> **DATA EXTRACT**:
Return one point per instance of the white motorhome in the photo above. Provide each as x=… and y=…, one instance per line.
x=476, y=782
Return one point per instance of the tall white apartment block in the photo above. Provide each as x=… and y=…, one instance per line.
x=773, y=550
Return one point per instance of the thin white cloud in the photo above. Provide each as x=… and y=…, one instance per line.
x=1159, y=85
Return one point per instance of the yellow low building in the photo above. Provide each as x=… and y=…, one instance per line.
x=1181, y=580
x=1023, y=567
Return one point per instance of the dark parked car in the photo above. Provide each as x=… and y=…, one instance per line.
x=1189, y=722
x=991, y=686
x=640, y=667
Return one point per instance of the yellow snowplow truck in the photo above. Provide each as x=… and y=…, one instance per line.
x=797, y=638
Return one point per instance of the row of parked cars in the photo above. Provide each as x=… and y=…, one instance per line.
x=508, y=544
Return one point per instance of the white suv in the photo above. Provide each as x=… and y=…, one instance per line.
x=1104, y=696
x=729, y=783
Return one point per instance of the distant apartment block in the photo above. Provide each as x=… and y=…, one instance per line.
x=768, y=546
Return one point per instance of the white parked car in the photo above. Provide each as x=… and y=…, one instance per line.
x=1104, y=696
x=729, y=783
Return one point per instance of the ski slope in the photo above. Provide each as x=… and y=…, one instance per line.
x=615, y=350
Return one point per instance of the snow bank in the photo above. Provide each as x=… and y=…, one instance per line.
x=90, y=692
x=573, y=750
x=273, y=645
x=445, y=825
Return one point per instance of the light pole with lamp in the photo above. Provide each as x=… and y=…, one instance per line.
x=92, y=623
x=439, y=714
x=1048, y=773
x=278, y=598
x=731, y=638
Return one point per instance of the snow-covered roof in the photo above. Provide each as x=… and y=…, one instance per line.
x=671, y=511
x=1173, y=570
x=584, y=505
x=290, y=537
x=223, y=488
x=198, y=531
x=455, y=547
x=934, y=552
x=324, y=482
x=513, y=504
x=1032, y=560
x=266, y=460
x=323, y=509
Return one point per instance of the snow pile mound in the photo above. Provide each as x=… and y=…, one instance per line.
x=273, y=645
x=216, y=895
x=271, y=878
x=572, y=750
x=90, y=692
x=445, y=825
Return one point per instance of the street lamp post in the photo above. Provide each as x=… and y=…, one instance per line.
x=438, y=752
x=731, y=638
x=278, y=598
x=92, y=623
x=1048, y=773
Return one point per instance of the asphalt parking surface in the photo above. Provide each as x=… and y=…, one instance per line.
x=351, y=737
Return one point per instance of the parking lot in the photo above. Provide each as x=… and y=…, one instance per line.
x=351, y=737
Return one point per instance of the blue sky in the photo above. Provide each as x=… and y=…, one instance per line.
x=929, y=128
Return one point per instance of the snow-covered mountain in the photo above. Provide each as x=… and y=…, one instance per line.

> **THE REQUEST**: Render all of the entries above as a JSON list of strings, with one string per line and any blank lines left out.

> **FINAL ANSWER**:
[
  "Return one point per instance of the white motorhome in the photo above. Provide each as x=… and y=…, one instance per line.",
  "x=476, y=782",
  "Return one point per instance of the tall white apartment block in the photo above. Provide each as x=… and y=…, one instance per line.",
  "x=773, y=550",
  "Return one point per instance of the thin white cloud in the photo above. Provide each as x=… and y=…, one instance per line.",
  "x=1159, y=85",
  "Return one point per instance of the yellow low building in the photo above. Provide each as x=… and y=…, one instance per line.",
  "x=1181, y=580",
  "x=1023, y=567",
  "Return one point per instance of the dark parked car in the photo above. Provide each as x=… and y=…, one instance per line.",
  "x=1189, y=722",
  "x=991, y=686",
  "x=640, y=667",
  "Return one point per instance of the yellow snowplow truck in the photo above. Provide each as x=… and y=…, one instance per line.",
  "x=797, y=638",
  "Return one point per instance of the row of parked cars in the photo above. Provide each as x=… and y=…, one instance per line.",
  "x=508, y=544",
  "Return one point per instance of the white suv in the photo above. Provide each as x=… and y=…, one instance per line.",
  "x=1104, y=696",
  "x=729, y=783",
  "Return one point per instance of the distant apartment block in the photo above. Provide each as x=… and y=…, one instance per line.",
  "x=768, y=546",
  "Return one point per instance of the white parked car in the photo above. Provide each as x=… and y=…, one instance per line.",
  "x=1104, y=696",
  "x=729, y=783",
  "Return one point per instance of the ski slope in the photo above. Provide each as x=… and y=…, one instance per line.",
  "x=615, y=350",
  "Return one point per instance of the snow bank in the photo above. Provide each as x=… and y=…, one instance per line.",
  "x=90, y=692",
  "x=573, y=750",
  "x=273, y=645",
  "x=445, y=825",
  "Return one point per instance of the light pole with lamp in the photo above. Provide each as x=… and y=…, one instance per line.",
  "x=92, y=623",
  "x=439, y=714",
  "x=1048, y=773",
  "x=278, y=598",
  "x=731, y=638",
  "Return one point per instance of the snow-covered roof in the photo above. Provide each as x=… and y=…, one instance per line.",
  "x=671, y=511",
  "x=1173, y=570",
  "x=584, y=505",
  "x=290, y=537",
  "x=223, y=488",
  "x=198, y=531",
  "x=455, y=547",
  "x=934, y=552",
  "x=324, y=482",
  "x=513, y=504",
  "x=1032, y=560",
  "x=266, y=460",
  "x=323, y=509",
  "Return one point per instance of the snow pile mound in the photo above. Provide each as x=… and y=…, one instance per line.",
  "x=273, y=645",
  "x=216, y=895",
  "x=271, y=878",
  "x=572, y=750",
  "x=90, y=692",
  "x=445, y=825",
  "Return one point per instance of the street lamp post in the photo above. Provide each as x=… and y=…, one instance per line.",
  "x=438, y=752",
  "x=731, y=638",
  "x=278, y=598",
  "x=92, y=623",
  "x=1048, y=773",
  "Return one point per instance of the asphalt parking surface in the photo above. Provide each as x=… and y=…, one instance per line.",
  "x=351, y=737",
  "Return one point per instance of the parking lot in the photo above. Provide each as x=… and y=…, one instance per line.",
  "x=351, y=737",
  "Return one point per instance of the blue sky in the photo above. Provide each as x=… and y=…, one instance per line.",
  "x=929, y=128",
  "Return one point per instance of the snow-covered mountain in the photo above. Provide each as x=… and y=…, one instance per line."
]